Can you copy out all of the data below line for line, changing nothing?

[Pointing and labeling data]
---
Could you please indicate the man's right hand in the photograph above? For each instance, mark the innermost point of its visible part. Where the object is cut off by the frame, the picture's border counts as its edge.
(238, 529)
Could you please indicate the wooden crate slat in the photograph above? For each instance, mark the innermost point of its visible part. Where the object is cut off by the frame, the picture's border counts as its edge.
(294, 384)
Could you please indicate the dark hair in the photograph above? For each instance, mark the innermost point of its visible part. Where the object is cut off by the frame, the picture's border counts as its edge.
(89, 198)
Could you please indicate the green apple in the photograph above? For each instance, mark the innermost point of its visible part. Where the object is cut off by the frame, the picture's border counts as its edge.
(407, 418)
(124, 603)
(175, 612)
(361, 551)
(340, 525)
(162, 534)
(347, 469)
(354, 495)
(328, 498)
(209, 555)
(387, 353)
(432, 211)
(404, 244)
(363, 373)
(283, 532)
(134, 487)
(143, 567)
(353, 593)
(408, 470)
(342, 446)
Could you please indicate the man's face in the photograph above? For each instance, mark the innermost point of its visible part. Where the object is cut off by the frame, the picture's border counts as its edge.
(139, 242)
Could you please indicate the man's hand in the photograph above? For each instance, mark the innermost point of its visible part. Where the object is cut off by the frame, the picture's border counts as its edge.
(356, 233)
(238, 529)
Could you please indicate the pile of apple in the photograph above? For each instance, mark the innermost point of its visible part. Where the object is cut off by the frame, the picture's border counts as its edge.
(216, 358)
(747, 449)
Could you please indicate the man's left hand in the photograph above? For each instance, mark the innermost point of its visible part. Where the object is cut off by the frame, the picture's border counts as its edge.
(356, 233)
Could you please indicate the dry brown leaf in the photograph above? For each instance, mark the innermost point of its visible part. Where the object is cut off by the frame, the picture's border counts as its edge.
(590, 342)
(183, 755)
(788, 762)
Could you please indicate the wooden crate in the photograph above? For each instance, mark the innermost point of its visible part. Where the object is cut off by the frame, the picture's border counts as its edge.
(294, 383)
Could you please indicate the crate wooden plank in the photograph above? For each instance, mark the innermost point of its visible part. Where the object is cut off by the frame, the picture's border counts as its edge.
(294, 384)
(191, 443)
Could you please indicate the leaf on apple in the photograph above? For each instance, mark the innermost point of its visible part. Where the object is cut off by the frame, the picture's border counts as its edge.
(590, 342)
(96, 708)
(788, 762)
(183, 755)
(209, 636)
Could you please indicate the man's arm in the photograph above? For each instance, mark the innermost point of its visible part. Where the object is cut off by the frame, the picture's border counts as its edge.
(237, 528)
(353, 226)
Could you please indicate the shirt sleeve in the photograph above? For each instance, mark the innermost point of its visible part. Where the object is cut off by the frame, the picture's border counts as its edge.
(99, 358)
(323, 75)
---
Solved problem
Could you please indicate the man's right hand in the photograph above? For each instance, mark the innermost point of its visible part. Where the object is cut off by the frame, the picture's border counts as its edge.
(238, 529)
Could you please indicate the wooden crate slat in the photograph above? For each instance, mark the innermost point of its visible part. Where the object is cut off by the frame, the picture's border counts as its edge.
(294, 384)
Could you please indicate the dark hair in the photograph above? For each instance, mark the innermost point of its visible part. Where the object is cut off by the frame, the picture's border counts as its edge.
(89, 198)
Could you please indicate the green apple in the photograph above? For each instance, mark the innermost point of its visible part. Where the object is cut off by the frame, the picture's border counts as its edge.
(407, 418)
(124, 603)
(175, 612)
(361, 551)
(340, 525)
(162, 534)
(347, 469)
(354, 495)
(328, 498)
(209, 555)
(387, 353)
(432, 211)
(404, 244)
(363, 373)
(283, 532)
(134, 487)
(143, 567)
(353, 593)
(408, 470)
(342, 446)
Could you please indicate the man's face in the photograph above? For each instance, mark the innermost point of its visible part. Where the object is cut off by the frame, the picture's border counts as its edge.
(139, 242)
Could you please indicate the man's hand in the photograph above? For each instance, mark the innermost point of its visible part. Where the object is cut off by the frame, the picture's border counts as its edge.
(356, 233)
(238, 529)
Could you please indicate the pile of apple in the photograph above? For each instance, mark the innermost point of its visible part. Where the object is cut off by the frame, the picture's border counts as its edge.
(216, 358)
(747, 449)
Could you please indicate the man's left hand in the photograph above? For each instance, mark the innermost point of its visible part. Where the object is cut off by the frame, the picture's border counts as its edge.
(356, 233)
Could you please indicate the dry brown leaf in the photograph above? For each instance, mark the innermost point of its visible part. Where the object is cut off by the frame, the picture's border counts as its edge.
(590, 342)
(183, 755)
(788, 762)
Could you please indicate the wooden crate in the photograph above? For each instance, mark the innermost point of its visible part. Where the object is cut off by the frame, the picture's border counts as its edge.
(294, 383)
Could you please indicate the crate wooden plank in the photograph above? For each instance, mark the innermost point of its visible part. Where the object is cut off by the frame, the picture's border counts as its edge.
(294, 384)
(191, 443)
Could you please indicate the leaf on apple in the photograph above? For each instance, mark the innermost point of its visible part. Where the object is cut off by the frame, the picture's border counts as its edge.
(590, 342)
(96, 708)
(788, 762)
(183, 755)
(209, 636)
Could you please indicate the man's arm in the photograph above? For each instance, mark the innermost point of its visible part. Where the object is cut off by the frame, the picture's border counts as its edge.
(237, 528)
(353, 226)
Could you please indicate the shirt sleeve in the photograph above? For each instance, mark the innermost point of its visible part. Where the object is cut off by the frame, the picture's border counts as its edge.
(99, 358)
(323, 75)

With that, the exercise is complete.